TEXT BLOCK ::
┌──
Sharing with the Wahhabis and the Muslim Brotherhood a hatred of Shias and moderate Sunnis, the Taliban have also adopted the abhorrence of the Wahhabis for the spiritual Sufis, who are especially prominent in Pakistani and Indian Islam. But there are differences among these three varieties of violent Islamism.
Wahhabi volatility, which generated al Qaeda, is based on an essential dissonance in the history of the Arabian fundamentalists. Primarily interested in wealth, and then in control over the global Sunni sect, Wahhabis were always willing to unite with the West against the traditional Muslims they despised. Thus the House of Saud and its religious minions forged alliances with Britain, the United States, and France, first to attack the Persians and undermine the Ottomans, and then to sell their oil. Although Saudi energy revenue has been used to spread Wahhabism, these contradictions and their consequences are deranging for ordinary Wahhabis. The Saudi Wahhabis vacillate between claims to unsurpassable Islamic purity and opportunistic dealings with the alleged "unbelievers," drawing some of their subjects to terrorism in the name of their inflexible inspiration, and their clear rejection of Western ways.
The Muslim Brotherhood, which has lately attracted exaggerated attention as a conspiratorial agency for Islamization of the West, is mainly concerned with political power. Focused on Egypt and Hamas--whose active supporters are thin on the ground and short on resources outside the Arab countries, notwithstanding Iranian backing for Hamas--the Brotherhood has also produced strands claiming renunciation of the bullet and bomb, in favor of the ballot, at least in Egypt. Brotherhood ideologues argue that, given their popularity, they can play by democratic rules in Cairo. Criticism of the government of Hosni Mubarak for its failures in securing political freedoms has hypnotized some Westerners into believing that the pragmatic wing of the Brotherhood may be a valuable partner in opposing murderous disorder in the Muslim world. The flaw in such reasoning is obvious: While the Brotherhood may have adopted different tactics, its goal--a rigid Islamic state--remains unchanged. In this regard the Brotherhood resembles the French and other Western Communists who abandoned revolutionary confrontation for parliamentary politics, but continued to embody the totalitarian values and serve the expansionist aims of the Soviet Union.
A similar kind of pragmatism was forced on the Sunni and Shia terrorists in Iraq, when it became clear that their crimes were pushing their purported constituents to align with the U.S.-led coalition. Differentiation between hard-core Wahhabis, Brotherhood adherents, and Iraqi subversives, and the ambivalent elements among their footsoldiers, has been adopted as a policy trope by the Obama administration, which claims it can locate and turn wavering members of the Taliban toward peace. But to believe such a diversity of opinion is possible in the Taliban is a dangerous fantasy.
└──
SUPPLIED RECORDS ::
┌──
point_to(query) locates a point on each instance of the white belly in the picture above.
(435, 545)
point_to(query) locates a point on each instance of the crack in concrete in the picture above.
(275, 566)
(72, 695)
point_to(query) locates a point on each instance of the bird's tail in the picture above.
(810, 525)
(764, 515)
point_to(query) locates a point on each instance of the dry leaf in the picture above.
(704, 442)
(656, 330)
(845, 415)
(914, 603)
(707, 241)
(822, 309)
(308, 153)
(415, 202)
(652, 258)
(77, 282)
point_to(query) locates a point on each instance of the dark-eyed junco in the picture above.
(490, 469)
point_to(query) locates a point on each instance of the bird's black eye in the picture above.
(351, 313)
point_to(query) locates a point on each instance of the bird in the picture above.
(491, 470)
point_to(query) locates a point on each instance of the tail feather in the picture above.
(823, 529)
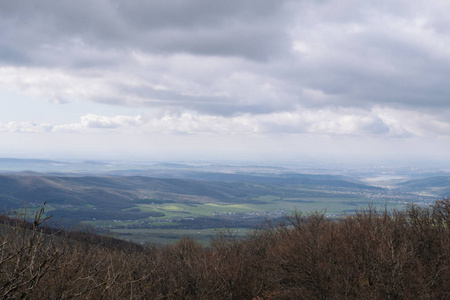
└──
DIRECTIONS ::
1 – Reproduce verbatim the passage on violent Islamism from "A similar kind" up to and including "a dangerous fantasy.".
2 – Using the passage on violent Islamism, answer each question:
(a) With which three countries did the House of Saud forge alliances?
(b) Whose government is criticized for failing to secure political freedoms?
(c) Which administration adopted the differentiation between hard-core militants and ambivalent footsoldiers as a policy trope?
3 – Extend the passage on violent Islamism, picking up after its final sentence.
The rows are separate material and unrelated to the passage on violent Islamism.

ANSWERS TO THE PROBLEMS ::
1 –
A similar kind of pragmatism was forced on the Sunni and Shia terrorists in Iraq, when it became clear that their crimes were pushing their purported constituents to align with the U.S.-led coalition. Differentiation between hard-core Wahhabis, Brotherhood adherents, and Iraqi subversives, and the ambivalent elements among their footsoldiers, has been adopted as a policy trope by the Obama administration, which claims it can locate and turn wavering members of the Taliban toward peace. But to believe such a diversity of opinion is possible in the Taliban is a dangerous fantasy.

2 –
(a) Britain, the United States, and France.
(b) The government of Hosni Mubarak.
(c) The Obama administration.

3 –
The Taliban and their Pakistani jihadist backers represent a distinctly more ferocious and intractable style of Sunni-based extremism. Unlike the Wahhabis, they will not accept an opportunistic alliance with the West, and in contrast with the Brotherhood, they have no incentive to adopt electoral tactics. The Iraqi thugs are in decline, Saudi Arabia is moving away from support for Wahhabi ambitions, and the Brotherhood is limited in its geographical focus. Given these disadvantages, the main jihadist movement has chosen to strike at Pakistan, the weakest link in the chain of Muslim countries allied with the West. But because it has no conception of accommodation in seeking its goals, the Taliban are predictably more bloodthirsty and unified.
The predecessors of the Taliban, found among the Deobandi sect of Sunnism, were always fundamentalist and intolerant of differences in Islam, but, paradoxically, were not originally violent. The Deoband school of theology was founded in India after the failure of the great "mutiny" against the British in 1857. With the destruction of Muslim and Hindu insurrectionaries by colonial forces, Deobandi clerics judged that cultivation of a simple, even interior fundamentalist piety, with some Sufi aspects, was a preferable means to overcome foreign domination. Deobandis in India, although obnoxious in their narrow intellect, do not pose a threat to the country in which they live.
But in the turmoil of politics to India's west, students (talib is an Arabic word for a religious student) at Deobandi madrassas in Pakistan were, after the withdrawal of the Russians from Afghanistan, assimilated into official Pakistani- and Saudi-financed radical networks. They were then handed power in Kabul, a responsibility for which long-established local Wahhabi agents were unprepared. Deobandi talibs were also recruited in large numbers for jihadism in Kashmir. Although the Saudi Wahhabis financed the Afghan effort, coordination on the ground in both Afghanistan and Kashmir was handled by Pakistani military and intelligence officers. The long-standing collusion of the Pakistani elite and the Taliban in great part explains the failure of Pakistan's leaders to resist the Taliban advance. It is aggravated by the characteristic incapacity of recent Pakistani rulers to face the truth and deal honestly with the United States, among other allies.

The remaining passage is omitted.